* **TASK REQUIREMENTS**:
Will you write out all the entries below exactly?

* **MATERIAL SUPPLIED**:
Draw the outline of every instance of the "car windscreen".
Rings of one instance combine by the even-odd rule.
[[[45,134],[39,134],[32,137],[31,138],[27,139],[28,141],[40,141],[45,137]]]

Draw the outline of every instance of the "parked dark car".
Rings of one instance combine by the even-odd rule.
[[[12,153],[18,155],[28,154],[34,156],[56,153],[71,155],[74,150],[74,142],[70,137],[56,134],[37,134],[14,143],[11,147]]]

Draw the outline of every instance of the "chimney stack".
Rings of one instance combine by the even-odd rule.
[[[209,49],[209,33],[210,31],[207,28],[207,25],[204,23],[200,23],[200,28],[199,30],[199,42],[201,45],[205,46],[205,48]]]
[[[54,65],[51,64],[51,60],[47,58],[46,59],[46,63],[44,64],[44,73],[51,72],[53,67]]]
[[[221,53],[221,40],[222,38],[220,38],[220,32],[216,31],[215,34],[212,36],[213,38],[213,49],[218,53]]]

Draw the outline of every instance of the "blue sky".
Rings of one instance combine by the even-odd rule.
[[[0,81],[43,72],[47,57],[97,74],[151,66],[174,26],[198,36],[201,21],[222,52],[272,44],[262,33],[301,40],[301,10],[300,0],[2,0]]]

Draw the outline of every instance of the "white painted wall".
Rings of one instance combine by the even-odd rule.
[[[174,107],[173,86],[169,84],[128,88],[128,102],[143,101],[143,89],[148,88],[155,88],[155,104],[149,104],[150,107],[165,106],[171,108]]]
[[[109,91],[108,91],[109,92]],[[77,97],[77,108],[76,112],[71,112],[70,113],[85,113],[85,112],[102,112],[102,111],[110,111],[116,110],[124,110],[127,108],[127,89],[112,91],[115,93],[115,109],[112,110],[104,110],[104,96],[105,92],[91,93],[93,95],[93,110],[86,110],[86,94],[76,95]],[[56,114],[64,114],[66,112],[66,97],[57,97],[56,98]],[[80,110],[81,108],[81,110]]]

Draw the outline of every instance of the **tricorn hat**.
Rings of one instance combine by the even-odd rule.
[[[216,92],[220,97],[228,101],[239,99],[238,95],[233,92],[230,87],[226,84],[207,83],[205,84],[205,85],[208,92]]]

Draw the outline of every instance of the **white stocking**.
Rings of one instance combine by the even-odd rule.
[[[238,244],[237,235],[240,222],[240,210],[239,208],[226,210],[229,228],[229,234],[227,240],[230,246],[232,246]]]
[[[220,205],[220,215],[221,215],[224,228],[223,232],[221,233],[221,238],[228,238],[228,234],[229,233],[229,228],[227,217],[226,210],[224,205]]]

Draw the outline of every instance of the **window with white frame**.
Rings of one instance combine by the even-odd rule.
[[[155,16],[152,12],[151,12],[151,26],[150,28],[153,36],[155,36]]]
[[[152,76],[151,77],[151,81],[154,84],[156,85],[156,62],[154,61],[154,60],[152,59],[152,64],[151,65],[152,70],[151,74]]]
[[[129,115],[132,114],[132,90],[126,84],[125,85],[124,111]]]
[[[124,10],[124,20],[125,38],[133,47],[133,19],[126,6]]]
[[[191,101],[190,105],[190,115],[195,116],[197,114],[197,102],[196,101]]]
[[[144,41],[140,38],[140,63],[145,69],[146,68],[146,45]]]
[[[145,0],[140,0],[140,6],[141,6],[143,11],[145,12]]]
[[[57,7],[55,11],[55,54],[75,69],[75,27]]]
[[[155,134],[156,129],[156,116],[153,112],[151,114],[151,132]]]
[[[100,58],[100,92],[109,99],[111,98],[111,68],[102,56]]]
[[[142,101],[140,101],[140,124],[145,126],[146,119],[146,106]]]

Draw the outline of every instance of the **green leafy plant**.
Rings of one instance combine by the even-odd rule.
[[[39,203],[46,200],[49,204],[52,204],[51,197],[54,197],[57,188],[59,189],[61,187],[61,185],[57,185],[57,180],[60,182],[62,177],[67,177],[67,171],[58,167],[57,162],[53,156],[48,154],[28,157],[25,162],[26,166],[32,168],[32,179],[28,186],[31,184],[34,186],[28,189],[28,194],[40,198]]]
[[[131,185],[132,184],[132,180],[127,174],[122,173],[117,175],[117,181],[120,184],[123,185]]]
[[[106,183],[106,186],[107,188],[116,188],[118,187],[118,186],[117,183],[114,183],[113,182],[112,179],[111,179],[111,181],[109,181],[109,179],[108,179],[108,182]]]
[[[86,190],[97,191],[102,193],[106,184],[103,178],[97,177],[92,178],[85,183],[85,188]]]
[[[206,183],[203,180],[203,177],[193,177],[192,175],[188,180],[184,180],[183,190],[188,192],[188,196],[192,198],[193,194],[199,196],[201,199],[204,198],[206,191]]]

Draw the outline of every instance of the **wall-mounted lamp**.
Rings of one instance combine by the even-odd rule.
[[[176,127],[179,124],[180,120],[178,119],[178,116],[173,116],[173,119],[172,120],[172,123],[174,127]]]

* **RESULT**:
Draw the outline of every instance of the "car windscreen".
Rings of one instance combine by the even-odd rule.
[[[45,134],[39,134],[32,137],[31,138],[27,139],[28,141],[40,141],[45,137]]]

Draw the outline of every instance of the "parked dark car".
Rings of one instance combine by the even-odd rule.
[[[12,153],[18,155],[28,154],[34,156],[56,153],[71,155],[74,150],[74,142],[70,137],[56,134],[37,134],[14,143],[11,147]]]

Draw the outline of every instance of the "chimney stack".
Rings of one instance combine by the even-odd rule.
[[[209,49],[209,33],[210,31],[207,28],[207,25],[204,23],[200,23],[200,28],[199,30],[199,42],[201,45],[205,46],[205,48]]]
[[[54,65],[51,64],[51,60],[47,58],[46,59],[46,63],[44,64],[44,73],[51,72],[53,67]]]
[[[221,53],[221,40],[222,38],[220,38],[220,32],[216,31],[215,34],[212,36],[213,38],[213,49],[218,53]]]

Draw the outline of every instance of the "blue sky".
Rings of one instance combine by the even-odd rule.
[[[0,81],[43,72],[47,57],[97,74],[151,66],[174,26],[198,36],[201,21],[222,52],[272,44],[262,33],[301,40],[301,10],[300,0],[2,0]]]

Draw the outline of every instance of the "white painted wall".
Rings of one instance combine by the even-odd rule.
[[[174,107],[173,86],[169,84],[128,88],[128,102],[143,101],[143,89],[148,88],[155,88],[155,104],[149,104],[150,107],[165,106],[171,108]]]
[[[109,91],[108,91],[109,92]],[[77,97],[77,108],[76,112],[71,112],[70,113],[85,113],[85,112],[102,112],[102,111],[110,111],[116,110],[124,110],[127,108],[127,89],[112,91],[115,93],[115,109],[112,110],[104,110],[104,96],[105,92],[91,93],[93,95],[93,110],[86,110],[86,94],[76,95]],[[56,114],[64,114],[66,112],[66,97],[57,97],[56,98]],[[80,110],[81,108],[81,110]]]

Draw the outline of every instance of the **tricorn hat**.
Rings of one instance combine by the even-odd rule.
[[[216,92],[220,97],[228,101],[239,99],[238,95],[233,92],[230,87],[226,84],[207,83],[205,84],[205,85],[208,92]]]

Draw the outline of every instance of the **white stocking**.
Rings of one instance combine by the even-odd rule.
[[[238,244],[237,235],[240,222],[240,210],[239,208],[226,210],[229,228],[229,234],[227,240],[230,246],[232,246]]]
[[[220,205],[220,215],[221,215],[224,228],[223,232],[221,233],[221,238],[228,238],[228,234],[229,233],[229,228],[227,217],[226,210],[224,205]]]

Draw the outline of every instance of the **window with white frame**.
Rings of one instance combine by the even-odd rule.
[[[155,16],[152,12],[151,12],[151,26],[150,28],[153,36],[155,36]]]
[[[152,76],[151,77],[151,81],[154,84],[156,85],[156,62],[154,61],[154,60],[152,59],[152,64],[151,65],[152,70],[151,74]]]
[[[129,115],[132,114],[132,90],[126,84],[125,85],[124,111]]]
[[[124,10],[124,20],[125,38],[133,47],[133,19],[126,6]]]
[[[191,101],[190,105],[190,115],[195,116],[197,114],[197,102],[196,101]]]
[[[144,41],[140,38],[140,63],[145,69],[146,68],[146,45]]]
[[[145,0],[140,0],[140,6],[141,6],[143,11],[145,12]]]
[[[57,7],[55,11],[55,54],[75,69],[75,27]]]
[[[155,134],[156,129],[156,116],[153,112],[151,114],[151,132]]]
[[[100,58],[100,92],[109,99],[111,98],[111,68],[102,56]]]
[[[142,101],[140,101],[140,124],[145,126],[146,119],[146,106]]]

Draw the outline of every instance of the **green leafy plant**.
Rings of one instance combine by the even-odd rule.
[[[39,203],[46,200],[49,204],[52,204],[51,197],[54,197],[57,188],[59,189],[61,187],[61,185],[57,185],[57,180],[60,182],[62,177],[67,177],[67,171],[58,167],[57,162],[53,156],[48,154],[28,157],[25,162],[26,166],[32,168],[32,179],[28,186],[31,184],[34,186],[28,189],[28,194],[40,198]]]
[[[131,185],[132,184],[132,180],[127,174],[122,173],[117,175],[117,181],[120,184],[123,185]]]
[[[106,183],[106,186],[107,188],[116,188],[118,187],[118,186],[117,183],[114,183],[113,182],[112,179],[111,179],[111,181],[109,181],[109,179],[108,179],[108,182]]]
[[[86,190],[97,191],[102,193],[106,184],[103,178],[97,177],[92,178],[85,183],[85,188]]]
[[[206,183],[203,180],[203,177],[193,177],[192,175],[188,180],[184,180],[183,190],[188,192],[188,196],[192,198],[193,194],[199,196],[201,199],[204,198],[206,191]]]

Draw the outline of every instance of the **wall-mounted lamp**.
Rings of one instance combine by the even-odd rule.
[[[176,127],[179,124],[180,120],[178,119],[178,116],[173,116],[173,119],[172,120],[172,123],[174,127]]]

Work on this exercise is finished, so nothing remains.